**Énoncé a**
Recopiez à l'identique la partie des enregistrements qui commence par la ligne contenant « Where can you see the black » et se poursuit jusqu'à la fin des enregistrements, ces deux bornes comprises.

::: Extrait de page :::

Le niveau élevé des enchères est révélateur de l’état du marché américain des mobiles. La FCC (2) a publié un rapport en décembre dernier, qui analyse la concurrence mobile aux Etats-Unis (3) où le marché est structuré autour de quatre opérateurs nationaux : AT&T, Verizon, T-Mobile et Sprint (4). Le rapport de la FCC confirme qu’il existe une concurrence assez robuste en matière de qualité de service et d’offres commerciales innovantes. En revanche, la concurrence par les prix reste relativement faible.
Le prix moyen par mois et par utilisateur se situe autour de 40 euros outre-Atlantique, alors que la moyenne en France est maintenant autour de 17 euros (elle était de 27 euros en 2010 !). Par ailleurs, ce prix moyen par mois de 40 euros n’a pas évolué depuis dix ans aux Etats-Unis, même si le niveau de qualité a considérablement augmenté. A l’intérieur de cette moyenne, on constate une politique tarifaire plus agressive de T-Mobile, avec un prix moyen par abonné d’environ 30 euros, alors que les autres opérateurs – AT&T, Verizon Wireless et Sprint – sont supérieurs à 40 euros. Quant à la marge brute d’exploitation des opérateurs mobiles américains, elle est relativement élevée. La couverture 4G (LTE) atteint 98,5 % de la population américaine, et 93 % des habitants ont le choix entre au moins trois opérateurs mobiles. Ils sont même 39 % des adultes américains ont choisi de s’équiper uniquement d’un téléphone mobile, sans ligne fixe, confirmant une tendance de substitution entre les services mobile et le fixe.

::: Données :::

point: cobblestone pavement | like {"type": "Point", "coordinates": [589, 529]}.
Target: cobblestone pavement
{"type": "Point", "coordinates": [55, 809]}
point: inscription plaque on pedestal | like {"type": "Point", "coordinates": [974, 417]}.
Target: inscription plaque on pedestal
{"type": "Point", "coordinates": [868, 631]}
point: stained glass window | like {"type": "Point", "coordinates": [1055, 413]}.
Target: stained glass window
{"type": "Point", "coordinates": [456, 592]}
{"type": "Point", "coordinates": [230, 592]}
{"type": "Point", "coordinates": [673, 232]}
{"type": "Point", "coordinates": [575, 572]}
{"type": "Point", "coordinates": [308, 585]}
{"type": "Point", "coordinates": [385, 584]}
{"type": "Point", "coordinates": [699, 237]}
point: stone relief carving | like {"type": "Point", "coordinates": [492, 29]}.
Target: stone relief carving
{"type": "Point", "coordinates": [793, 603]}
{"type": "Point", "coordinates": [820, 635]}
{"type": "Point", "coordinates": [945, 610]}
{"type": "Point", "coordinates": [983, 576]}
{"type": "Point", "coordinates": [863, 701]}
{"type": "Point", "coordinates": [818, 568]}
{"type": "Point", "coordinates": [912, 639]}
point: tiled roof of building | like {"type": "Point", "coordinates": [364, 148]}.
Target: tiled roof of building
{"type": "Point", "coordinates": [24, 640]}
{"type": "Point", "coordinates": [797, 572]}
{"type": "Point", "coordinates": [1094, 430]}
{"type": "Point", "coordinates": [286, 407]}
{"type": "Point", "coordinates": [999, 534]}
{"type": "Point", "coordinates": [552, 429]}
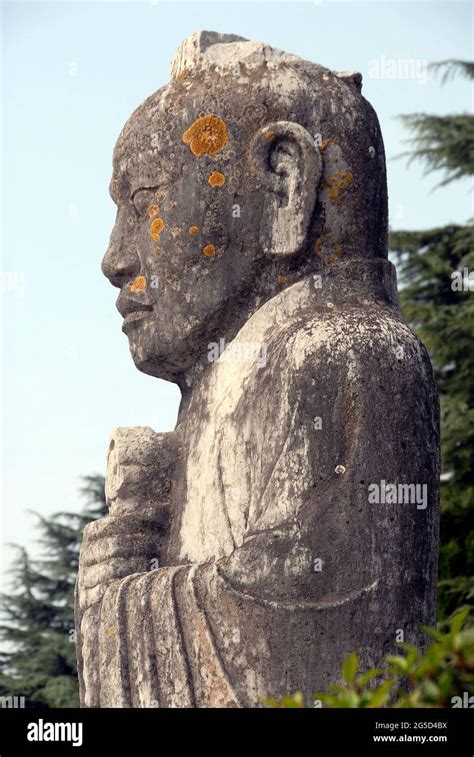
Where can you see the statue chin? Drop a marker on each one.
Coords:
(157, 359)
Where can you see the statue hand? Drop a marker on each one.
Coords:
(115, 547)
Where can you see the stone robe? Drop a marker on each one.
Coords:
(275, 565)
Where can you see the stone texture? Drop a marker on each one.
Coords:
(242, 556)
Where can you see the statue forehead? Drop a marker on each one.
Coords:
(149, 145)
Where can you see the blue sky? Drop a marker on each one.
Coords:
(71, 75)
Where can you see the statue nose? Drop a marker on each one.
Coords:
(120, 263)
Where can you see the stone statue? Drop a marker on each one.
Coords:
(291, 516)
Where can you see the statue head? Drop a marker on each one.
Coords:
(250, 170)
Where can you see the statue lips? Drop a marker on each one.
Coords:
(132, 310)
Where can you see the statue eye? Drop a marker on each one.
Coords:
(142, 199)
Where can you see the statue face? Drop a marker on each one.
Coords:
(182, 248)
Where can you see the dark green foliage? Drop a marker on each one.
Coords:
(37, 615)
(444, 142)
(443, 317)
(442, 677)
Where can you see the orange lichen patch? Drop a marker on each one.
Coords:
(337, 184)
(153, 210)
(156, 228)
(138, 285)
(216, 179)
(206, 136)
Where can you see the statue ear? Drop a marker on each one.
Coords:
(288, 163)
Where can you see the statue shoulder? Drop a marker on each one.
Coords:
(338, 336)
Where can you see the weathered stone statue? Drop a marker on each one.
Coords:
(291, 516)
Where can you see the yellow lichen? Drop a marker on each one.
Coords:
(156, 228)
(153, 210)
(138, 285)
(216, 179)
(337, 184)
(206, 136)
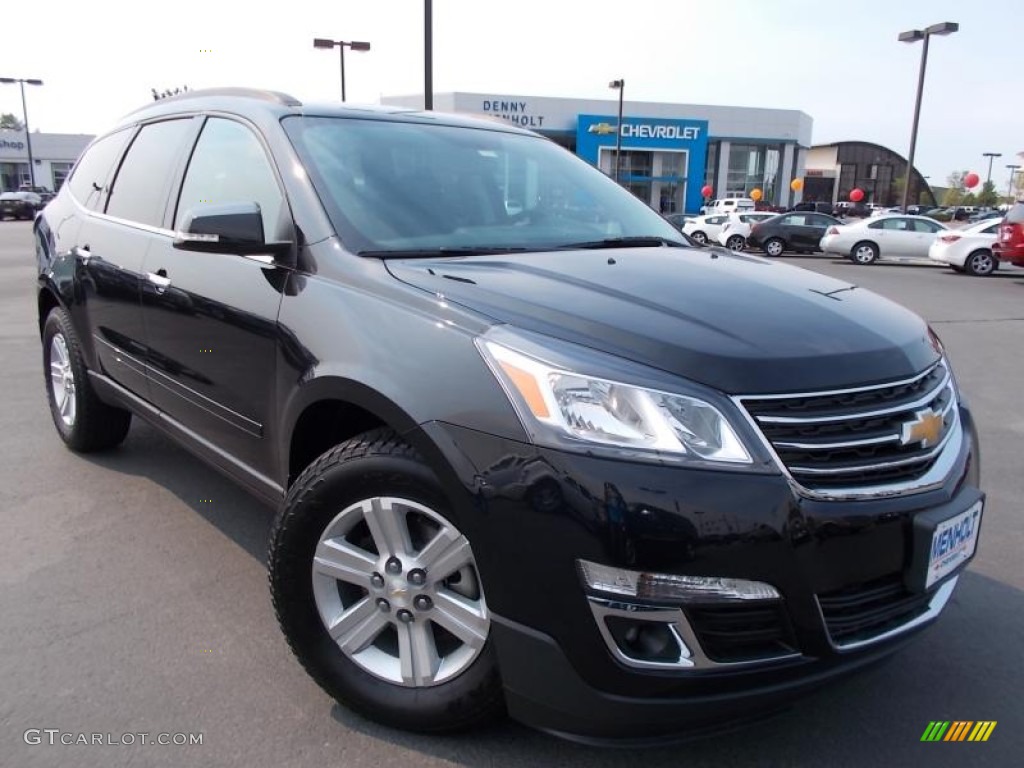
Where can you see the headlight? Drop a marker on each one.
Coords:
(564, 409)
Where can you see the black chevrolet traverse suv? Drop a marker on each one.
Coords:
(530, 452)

:::

**Énoncé b**
Reproduisez sans rien changer le passage du texte sur le marché mobile américain qui commence par les mots « Le niveau élevé » et se termine par « reste relativement faible. ».

**Corrigé a**
Where can you see the black chevrolet traverse suv? Drop a marker on each one.
Coords:
(530, 452)

**Corrigé b**
Le niveau élevé des enchères est révélateur de l’état du marché américain des mobiles. La FCC (2) a publié un rapport en décembre dernier, qui analyse la concurrence mobile aux Etats-Unis (3) où le marché est structuré autour de quatre opérateurs nationaux : AT&T, Verizon, T-Mobile et Sprint (4). Le rapport de la FCC confirme qu’il existe une concurrence assez robuste en matière de qualité de service et d’offres commerciales innovantes. En revanche, la concurrence par les prix reste relativement faible.